Exercise task:
Identify each line in the entries below that contains the string "jacket" and copy those lines. Case counts.

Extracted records
= = = = = = =

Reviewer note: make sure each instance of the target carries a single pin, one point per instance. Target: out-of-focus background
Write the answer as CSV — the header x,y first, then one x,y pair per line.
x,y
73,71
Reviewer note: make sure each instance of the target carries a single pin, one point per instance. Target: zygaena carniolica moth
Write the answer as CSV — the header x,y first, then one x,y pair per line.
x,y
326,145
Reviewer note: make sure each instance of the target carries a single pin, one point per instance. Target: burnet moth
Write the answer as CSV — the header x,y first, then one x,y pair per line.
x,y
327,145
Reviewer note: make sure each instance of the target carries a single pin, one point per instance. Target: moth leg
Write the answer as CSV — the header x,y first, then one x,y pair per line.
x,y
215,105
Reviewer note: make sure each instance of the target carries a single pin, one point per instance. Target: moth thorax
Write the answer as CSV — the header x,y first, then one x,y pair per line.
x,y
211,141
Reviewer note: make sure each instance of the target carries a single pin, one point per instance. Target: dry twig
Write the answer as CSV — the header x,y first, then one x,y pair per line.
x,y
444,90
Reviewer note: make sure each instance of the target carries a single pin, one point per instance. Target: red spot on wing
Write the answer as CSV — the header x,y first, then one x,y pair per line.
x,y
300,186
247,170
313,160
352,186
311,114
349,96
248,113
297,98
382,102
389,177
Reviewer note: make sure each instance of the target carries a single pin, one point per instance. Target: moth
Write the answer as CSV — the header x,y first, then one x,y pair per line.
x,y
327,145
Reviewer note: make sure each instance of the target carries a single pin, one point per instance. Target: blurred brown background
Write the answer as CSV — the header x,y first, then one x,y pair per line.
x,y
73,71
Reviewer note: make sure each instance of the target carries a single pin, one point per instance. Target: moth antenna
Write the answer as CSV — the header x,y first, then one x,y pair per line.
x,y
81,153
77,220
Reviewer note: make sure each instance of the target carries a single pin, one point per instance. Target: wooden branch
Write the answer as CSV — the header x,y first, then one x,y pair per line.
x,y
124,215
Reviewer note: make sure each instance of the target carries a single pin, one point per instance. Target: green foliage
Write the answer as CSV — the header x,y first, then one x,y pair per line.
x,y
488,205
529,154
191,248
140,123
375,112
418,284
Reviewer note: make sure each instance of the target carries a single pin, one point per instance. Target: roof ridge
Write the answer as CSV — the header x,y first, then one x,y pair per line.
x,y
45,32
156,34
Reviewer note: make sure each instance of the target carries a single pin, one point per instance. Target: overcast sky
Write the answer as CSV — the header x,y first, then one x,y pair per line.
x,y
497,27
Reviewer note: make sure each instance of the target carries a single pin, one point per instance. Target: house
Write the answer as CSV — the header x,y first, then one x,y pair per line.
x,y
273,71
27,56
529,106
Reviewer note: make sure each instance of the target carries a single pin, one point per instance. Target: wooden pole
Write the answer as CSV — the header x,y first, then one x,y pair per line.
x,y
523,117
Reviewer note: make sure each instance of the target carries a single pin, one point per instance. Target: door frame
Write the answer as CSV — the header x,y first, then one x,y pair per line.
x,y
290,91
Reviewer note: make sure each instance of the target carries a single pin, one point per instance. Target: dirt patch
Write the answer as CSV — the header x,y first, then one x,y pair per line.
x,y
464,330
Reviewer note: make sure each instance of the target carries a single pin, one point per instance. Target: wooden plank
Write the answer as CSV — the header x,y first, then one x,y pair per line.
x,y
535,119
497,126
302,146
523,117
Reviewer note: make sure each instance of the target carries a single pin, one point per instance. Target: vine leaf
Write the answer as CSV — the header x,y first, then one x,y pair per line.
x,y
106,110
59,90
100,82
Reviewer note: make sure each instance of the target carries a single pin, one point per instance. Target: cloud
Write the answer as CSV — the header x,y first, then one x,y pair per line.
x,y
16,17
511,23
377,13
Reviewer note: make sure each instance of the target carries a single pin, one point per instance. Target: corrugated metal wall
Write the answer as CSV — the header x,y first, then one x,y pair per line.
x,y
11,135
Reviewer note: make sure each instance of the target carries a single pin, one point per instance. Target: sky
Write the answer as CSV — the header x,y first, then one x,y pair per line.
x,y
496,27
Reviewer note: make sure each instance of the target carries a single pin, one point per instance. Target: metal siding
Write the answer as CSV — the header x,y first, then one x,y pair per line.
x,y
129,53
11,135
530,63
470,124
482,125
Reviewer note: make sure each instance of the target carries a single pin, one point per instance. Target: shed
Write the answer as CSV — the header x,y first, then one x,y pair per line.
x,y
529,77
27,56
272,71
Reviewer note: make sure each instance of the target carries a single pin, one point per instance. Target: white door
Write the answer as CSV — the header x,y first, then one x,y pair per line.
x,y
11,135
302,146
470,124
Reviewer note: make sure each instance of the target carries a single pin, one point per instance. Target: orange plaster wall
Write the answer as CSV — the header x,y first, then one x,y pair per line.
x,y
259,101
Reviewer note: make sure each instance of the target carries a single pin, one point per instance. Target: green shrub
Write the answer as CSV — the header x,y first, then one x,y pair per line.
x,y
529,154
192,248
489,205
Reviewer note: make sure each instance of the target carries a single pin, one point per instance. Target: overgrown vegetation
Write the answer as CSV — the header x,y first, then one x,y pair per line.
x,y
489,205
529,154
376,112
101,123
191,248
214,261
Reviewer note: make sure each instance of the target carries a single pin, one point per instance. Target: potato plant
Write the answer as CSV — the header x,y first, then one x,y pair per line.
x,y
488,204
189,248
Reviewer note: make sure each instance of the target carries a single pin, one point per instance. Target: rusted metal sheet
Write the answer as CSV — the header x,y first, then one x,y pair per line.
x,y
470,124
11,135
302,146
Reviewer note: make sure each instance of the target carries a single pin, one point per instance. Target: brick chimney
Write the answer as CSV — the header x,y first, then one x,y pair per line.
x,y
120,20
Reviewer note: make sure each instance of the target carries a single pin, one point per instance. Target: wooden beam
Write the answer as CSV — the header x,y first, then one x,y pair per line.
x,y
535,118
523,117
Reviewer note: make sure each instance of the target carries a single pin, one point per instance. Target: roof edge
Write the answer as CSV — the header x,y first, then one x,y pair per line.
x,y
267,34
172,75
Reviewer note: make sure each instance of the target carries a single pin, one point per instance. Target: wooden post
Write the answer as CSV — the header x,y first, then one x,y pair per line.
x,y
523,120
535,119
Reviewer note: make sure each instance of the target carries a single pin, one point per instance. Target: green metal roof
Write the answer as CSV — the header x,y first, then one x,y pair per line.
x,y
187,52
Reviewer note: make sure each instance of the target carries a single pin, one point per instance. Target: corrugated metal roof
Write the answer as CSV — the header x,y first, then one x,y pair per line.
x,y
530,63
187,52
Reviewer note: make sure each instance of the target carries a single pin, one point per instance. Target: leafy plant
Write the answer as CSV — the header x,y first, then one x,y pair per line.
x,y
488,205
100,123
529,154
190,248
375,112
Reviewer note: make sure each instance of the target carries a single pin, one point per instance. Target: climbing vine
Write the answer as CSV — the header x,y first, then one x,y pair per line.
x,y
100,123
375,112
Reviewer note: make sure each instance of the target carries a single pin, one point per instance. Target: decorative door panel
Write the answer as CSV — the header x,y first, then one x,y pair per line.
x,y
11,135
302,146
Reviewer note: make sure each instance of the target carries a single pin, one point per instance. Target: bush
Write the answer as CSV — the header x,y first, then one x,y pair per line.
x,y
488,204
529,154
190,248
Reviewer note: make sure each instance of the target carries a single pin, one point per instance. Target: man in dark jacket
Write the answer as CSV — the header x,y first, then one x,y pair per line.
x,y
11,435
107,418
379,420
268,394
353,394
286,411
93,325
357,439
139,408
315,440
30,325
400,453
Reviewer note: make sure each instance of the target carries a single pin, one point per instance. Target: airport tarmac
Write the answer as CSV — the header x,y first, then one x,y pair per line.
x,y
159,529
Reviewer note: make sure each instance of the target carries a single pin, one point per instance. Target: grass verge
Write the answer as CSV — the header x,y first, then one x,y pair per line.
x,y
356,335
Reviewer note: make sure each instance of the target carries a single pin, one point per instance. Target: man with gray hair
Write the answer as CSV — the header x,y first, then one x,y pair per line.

= = = = = = =

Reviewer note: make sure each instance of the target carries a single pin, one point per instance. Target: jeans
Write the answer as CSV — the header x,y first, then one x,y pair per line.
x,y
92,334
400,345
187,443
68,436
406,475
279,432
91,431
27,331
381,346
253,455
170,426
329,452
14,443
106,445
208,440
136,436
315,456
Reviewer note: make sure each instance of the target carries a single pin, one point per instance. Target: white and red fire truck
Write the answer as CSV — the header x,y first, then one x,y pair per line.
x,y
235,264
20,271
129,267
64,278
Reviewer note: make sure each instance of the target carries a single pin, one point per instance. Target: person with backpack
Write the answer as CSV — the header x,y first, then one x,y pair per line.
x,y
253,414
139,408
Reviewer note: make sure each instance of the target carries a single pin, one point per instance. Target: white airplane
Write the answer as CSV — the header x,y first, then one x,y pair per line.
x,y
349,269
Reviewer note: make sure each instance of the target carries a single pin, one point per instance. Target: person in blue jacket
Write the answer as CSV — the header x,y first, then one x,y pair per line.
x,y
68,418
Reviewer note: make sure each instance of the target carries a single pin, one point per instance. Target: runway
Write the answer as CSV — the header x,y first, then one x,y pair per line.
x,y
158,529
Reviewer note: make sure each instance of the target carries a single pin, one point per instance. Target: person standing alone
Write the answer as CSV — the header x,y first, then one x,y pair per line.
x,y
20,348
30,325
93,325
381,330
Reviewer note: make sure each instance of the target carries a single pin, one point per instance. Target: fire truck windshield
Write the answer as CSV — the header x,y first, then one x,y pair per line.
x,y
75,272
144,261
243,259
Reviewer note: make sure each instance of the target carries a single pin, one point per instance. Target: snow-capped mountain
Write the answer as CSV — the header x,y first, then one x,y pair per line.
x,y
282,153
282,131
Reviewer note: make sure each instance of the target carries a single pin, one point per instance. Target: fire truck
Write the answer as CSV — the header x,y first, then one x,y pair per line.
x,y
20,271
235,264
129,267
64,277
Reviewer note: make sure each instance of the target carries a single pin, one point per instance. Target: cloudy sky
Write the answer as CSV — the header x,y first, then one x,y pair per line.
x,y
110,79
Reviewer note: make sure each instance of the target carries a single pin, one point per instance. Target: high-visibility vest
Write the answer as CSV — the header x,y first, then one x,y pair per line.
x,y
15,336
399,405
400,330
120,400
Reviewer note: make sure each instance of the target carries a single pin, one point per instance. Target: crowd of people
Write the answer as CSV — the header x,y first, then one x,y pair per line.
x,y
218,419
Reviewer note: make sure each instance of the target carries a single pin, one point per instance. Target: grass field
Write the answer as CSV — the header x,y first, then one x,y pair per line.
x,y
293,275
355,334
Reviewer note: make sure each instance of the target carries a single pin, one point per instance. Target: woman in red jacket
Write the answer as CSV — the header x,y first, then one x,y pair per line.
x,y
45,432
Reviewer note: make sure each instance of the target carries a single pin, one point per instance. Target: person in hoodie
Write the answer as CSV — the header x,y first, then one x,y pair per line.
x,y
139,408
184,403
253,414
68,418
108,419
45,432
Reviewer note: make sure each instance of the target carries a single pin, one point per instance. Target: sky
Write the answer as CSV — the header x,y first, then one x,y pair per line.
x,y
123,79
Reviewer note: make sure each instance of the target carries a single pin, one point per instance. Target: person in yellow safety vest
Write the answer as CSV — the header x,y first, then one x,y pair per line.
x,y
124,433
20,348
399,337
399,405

= = = = = = =

Result of this task:
Reviewer note: make sure each instance of the target carries a single pin, one point per instance. Target: man in dark jacket
Reviewer note: make sure each instance of the target carries a single pin, one point per instance. Target: person in blue jacket
Reviewer note: make sure each instance of the target carries a single pin, one point per instance. Target: woman in red jacket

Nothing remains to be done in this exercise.